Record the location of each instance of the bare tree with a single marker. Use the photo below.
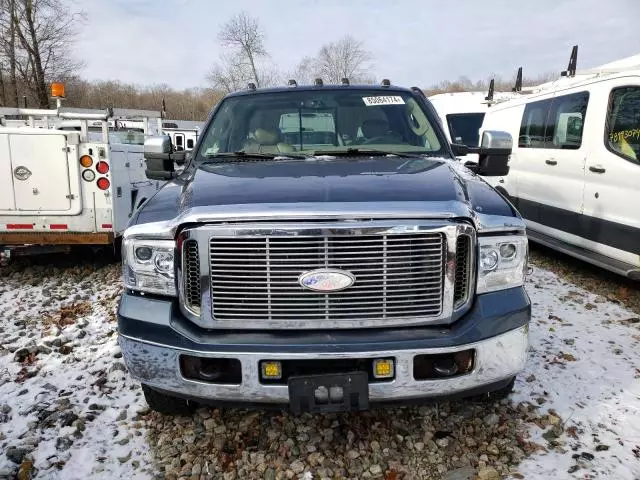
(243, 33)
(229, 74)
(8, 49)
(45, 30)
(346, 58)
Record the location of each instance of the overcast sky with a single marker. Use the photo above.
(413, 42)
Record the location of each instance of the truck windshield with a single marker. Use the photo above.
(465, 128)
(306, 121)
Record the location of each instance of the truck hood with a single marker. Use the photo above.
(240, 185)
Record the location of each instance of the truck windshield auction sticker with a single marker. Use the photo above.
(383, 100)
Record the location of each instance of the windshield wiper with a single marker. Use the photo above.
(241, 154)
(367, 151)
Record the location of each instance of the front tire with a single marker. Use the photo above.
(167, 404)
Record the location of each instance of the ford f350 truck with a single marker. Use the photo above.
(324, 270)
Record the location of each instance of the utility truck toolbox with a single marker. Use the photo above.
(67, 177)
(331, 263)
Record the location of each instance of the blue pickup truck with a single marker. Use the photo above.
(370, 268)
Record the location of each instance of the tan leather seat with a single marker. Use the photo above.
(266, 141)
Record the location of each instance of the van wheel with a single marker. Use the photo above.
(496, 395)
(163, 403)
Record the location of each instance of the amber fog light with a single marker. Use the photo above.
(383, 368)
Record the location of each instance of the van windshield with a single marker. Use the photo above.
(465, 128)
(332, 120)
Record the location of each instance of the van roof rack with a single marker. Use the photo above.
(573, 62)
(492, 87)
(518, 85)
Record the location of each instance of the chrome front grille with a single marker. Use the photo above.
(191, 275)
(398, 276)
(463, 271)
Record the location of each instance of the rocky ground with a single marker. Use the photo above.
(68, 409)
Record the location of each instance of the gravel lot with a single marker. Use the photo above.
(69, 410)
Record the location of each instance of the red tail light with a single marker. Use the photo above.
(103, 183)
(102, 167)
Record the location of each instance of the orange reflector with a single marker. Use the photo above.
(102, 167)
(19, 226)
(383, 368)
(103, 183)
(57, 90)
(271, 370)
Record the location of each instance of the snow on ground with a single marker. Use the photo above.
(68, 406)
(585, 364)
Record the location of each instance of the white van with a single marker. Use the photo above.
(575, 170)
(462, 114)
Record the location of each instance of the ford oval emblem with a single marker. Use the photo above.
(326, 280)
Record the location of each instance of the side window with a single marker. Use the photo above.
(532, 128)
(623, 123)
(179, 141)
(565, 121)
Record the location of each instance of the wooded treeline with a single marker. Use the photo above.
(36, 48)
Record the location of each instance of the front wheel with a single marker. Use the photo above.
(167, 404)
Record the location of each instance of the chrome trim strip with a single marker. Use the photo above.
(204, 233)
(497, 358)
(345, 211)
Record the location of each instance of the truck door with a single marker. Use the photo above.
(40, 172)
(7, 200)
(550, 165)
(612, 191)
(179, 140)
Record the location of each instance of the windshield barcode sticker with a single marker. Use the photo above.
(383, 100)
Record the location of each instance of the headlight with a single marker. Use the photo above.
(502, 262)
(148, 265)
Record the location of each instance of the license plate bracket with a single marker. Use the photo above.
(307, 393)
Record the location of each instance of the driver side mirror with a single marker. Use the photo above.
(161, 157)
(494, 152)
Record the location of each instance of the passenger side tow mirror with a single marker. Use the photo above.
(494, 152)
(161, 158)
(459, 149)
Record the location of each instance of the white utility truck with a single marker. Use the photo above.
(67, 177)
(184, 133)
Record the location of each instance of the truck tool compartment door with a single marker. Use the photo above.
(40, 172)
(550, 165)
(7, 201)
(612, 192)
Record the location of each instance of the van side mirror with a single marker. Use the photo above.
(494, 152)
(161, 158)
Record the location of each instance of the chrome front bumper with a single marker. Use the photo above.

▬▬▬▬▬▬

### [Exercise directions]
Print all the lines above again word for word, leaving out the picture.

### [Response for this exercise]
Record the location of each instance of the bare tree with a single marker. Use the photo below.
(243, 33)
(229, 74)
(8, 49)
(45, 30)
(346, 58)
Record the location of each instance of the overcast sky with a single marker. Use the photo above.
(413, 42)
Record the location of each instance of the truck windshield with a single marker. Use the photo above.
(465, 128)
(306, 121)
Record the location of each instance of the truck hood with a single marker. Use the photo above.
(240, 185)
Record the location of each instance of the truck windshield auction sticker with a single marker. Use the photo above.
(383, 100)
Record the location of each instance of the windshield wiper with a single marker. Use the photo above.
(241, 154)
(367, 151)
Record the location of each instance of the front tire with a single marker. Use the photo above.
(167, 404)
Record the location of each instance of the ford f350 truck with a single marker. Use the photo above.
(324, 270)
Record the location of each instance of the utility truck toolbox with a single marker. Use the photo above.
(67, 177)
(331, 263)
Record the location of each instance of the blue pickup truck with a single marker. Use the photo above.
(370, 268)
Record the location of each instance of the tan leather seat with a single marker. Use the photo above.
(266, 141)
Record the location of each instance of the van wheel with a single marker. Use the photo above.
(496, 395)
(163, 403)
Record the location of each instance of the amber fog light with a single marker. Use the photo above.
(383, 368)
Record the location of each instance of the van windshield with a single marker. Use the photo above.
(465, 128)
(332, 120)
Record the location of each instance of the van roof rack with a single marker. Use the photo above.
(573, 62)
(492, 87)
(518, 85)
Record the location of each instance of the chrome front grille with a single marker. Use the photo above.
(191, 275)
(398, 276)
(463, 271)
Record the location of each instance of the rocky ground with a single marker. Use the photo above.
(68, 409)
Record the location of each instance of the gravel lot with a single marker. Use the photo above.
(69, 410)
Record the location of each instance of the red tail light with a single marker. Use the photo above.
(103, 183)
(102, 167)
Record the location of each instance of the orange reflector with a single marker. Use the photo above.
(102, 167)
(19, 226)
(383, 368)
(103, 183)
(57, 90)
(271, 370)
Record the location of each instance of the snow on ground with a single marker. Use the photo above.
(68, 406)
(585, 364)
Record the location of each instance of the white van with a single marker. Use the photo above.
(575, 170)
(462, 114)
Record the location of each instance of the ford oval emblem with a single marker. Use the photo above.
(326, 280)
Record the location of each instance of the side window with a single marker. Use the photo above.
(532, 128)
(623, 123)
(179, 141)
(565, 121)
Record the location of each instance of the wooded treeline with a single marker. Use the photo above.
(36, 48)
Record the location of each instance of the front wheel with a single marker. Use the photo above.
(167, 404)
Record the location of each instance of the chrome trim strip with a single marker. Use the photo above.
(204, 233)
(497, 358)
(345, 211)
Record the location of each instance of the truck door with a single marker. Use the photo above.
(40, 172)
(7, 200)
(550, 165)
(612, 191)
(179, 140)
Record the location of each instance of the windshield barcode sticker with a single marker. Use the photo above.
(383, 100)
Record the location of each instance of the headlight with a single marker. Use the photo above.
(502, 262)
(148, 265)
Record the location of each instance of the license plate bracket with a single marker. Use the photo above.
(307, 393)
Record the location of each instance of the driver side mirror with a single marker. Use the photo above.
(161, 157)
(494, 152)
Record the location of each instance of the passenger side tow mirror with a single marker. Use the photo above.
(494, 152)
(161, 158)
(459, 149)
Record the location of each instance of the white utility truck with a single marker. Use the photo above.
(67, 177)
(184, 133)
Record the location of each instance of the truck tool compartment door with a single marker. Use the photo above.
(40, 172)
(550, 165)
(7, 201)
(612, 192)
Record the location of each instance of the van side mirror with a single marker. Use the photo above.
(494, 152)
(161, 158)
Record the location of each instance of the chrome front bumper with a single marker. Use the photo above.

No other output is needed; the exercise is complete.